— What to work on —
Word for word, retype the tail of the data below, starting with the line that has "Where can you spot the car shadow" and including the last line.

— Data to use —
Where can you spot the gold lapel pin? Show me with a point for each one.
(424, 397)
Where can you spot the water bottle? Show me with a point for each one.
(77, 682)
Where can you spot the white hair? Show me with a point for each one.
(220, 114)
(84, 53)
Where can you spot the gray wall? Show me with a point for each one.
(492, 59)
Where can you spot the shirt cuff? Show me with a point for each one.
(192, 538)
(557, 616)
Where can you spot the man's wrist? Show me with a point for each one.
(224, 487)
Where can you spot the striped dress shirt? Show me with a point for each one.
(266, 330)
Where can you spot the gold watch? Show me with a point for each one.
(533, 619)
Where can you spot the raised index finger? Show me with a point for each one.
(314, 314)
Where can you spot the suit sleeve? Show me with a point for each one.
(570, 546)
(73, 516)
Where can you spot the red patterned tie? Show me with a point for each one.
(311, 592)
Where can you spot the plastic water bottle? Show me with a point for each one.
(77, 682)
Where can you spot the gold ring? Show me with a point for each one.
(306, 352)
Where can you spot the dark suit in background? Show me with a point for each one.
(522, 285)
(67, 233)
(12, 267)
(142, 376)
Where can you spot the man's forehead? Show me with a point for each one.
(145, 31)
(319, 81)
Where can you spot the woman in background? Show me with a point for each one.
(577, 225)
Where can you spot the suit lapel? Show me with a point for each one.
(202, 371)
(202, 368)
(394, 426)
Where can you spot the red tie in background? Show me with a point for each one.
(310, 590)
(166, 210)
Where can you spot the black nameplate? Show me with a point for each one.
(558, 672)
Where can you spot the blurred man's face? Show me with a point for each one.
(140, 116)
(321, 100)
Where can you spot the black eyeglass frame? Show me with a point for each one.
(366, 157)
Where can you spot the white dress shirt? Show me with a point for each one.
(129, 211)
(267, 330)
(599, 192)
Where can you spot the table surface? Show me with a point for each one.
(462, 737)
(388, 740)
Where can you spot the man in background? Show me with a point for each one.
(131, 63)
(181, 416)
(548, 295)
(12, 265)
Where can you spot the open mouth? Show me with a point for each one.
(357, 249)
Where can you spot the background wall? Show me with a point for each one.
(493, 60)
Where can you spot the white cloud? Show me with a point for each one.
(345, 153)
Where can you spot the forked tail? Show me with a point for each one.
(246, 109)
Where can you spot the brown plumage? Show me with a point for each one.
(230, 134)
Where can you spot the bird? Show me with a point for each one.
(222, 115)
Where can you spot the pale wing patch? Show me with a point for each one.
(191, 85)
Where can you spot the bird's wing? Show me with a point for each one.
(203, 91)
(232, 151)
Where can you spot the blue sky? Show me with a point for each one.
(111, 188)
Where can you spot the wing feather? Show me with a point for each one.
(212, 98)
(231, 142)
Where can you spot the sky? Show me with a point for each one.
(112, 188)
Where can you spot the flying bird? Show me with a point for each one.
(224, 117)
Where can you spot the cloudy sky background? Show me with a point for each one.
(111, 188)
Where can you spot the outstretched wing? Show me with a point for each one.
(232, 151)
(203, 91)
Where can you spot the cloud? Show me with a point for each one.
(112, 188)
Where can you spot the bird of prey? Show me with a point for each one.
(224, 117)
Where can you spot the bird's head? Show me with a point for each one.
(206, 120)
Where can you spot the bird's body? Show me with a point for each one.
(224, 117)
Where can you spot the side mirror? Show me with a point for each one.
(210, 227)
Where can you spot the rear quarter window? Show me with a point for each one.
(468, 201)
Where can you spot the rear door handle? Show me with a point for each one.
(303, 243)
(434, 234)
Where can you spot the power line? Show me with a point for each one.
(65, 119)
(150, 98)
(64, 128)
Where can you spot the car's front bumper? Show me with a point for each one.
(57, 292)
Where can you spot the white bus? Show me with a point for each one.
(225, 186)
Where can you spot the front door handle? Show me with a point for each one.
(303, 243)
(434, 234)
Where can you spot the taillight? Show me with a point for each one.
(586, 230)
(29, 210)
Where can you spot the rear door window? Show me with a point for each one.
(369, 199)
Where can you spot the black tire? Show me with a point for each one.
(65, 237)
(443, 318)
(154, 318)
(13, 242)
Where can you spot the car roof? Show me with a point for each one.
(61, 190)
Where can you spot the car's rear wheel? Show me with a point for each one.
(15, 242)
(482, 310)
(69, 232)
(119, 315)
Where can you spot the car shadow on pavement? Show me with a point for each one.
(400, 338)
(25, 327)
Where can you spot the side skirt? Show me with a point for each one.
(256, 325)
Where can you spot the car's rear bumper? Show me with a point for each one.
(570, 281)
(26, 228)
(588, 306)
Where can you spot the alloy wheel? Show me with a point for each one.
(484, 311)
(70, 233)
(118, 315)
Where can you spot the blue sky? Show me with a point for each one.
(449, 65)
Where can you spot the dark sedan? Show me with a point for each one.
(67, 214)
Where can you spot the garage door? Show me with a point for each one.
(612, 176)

— Your response —
Where can you spot the car shadow on pavement? Show me with a point for each one.
(400, 338)
(25, 327)
Where can you spot the side skirt? Show me with a point for each one.
(256, 325)
Where can you spot the car's rear bumper? Show me with a point for each one.
(570, 281)
(26, 228)
(588, 306)
Where can you spot the alloy wheel? Show me with a point for each one.
(484, 311)
(70, 233)
(118, 315)
Where can you spot the blue sky? Show me with a point for each one.
(449, 65)
Where can you spot the dark sedan? Show me with a point for each one.
(67, 214)
Where can you spot the garage door? Show me with a point for each one.
(612, 176)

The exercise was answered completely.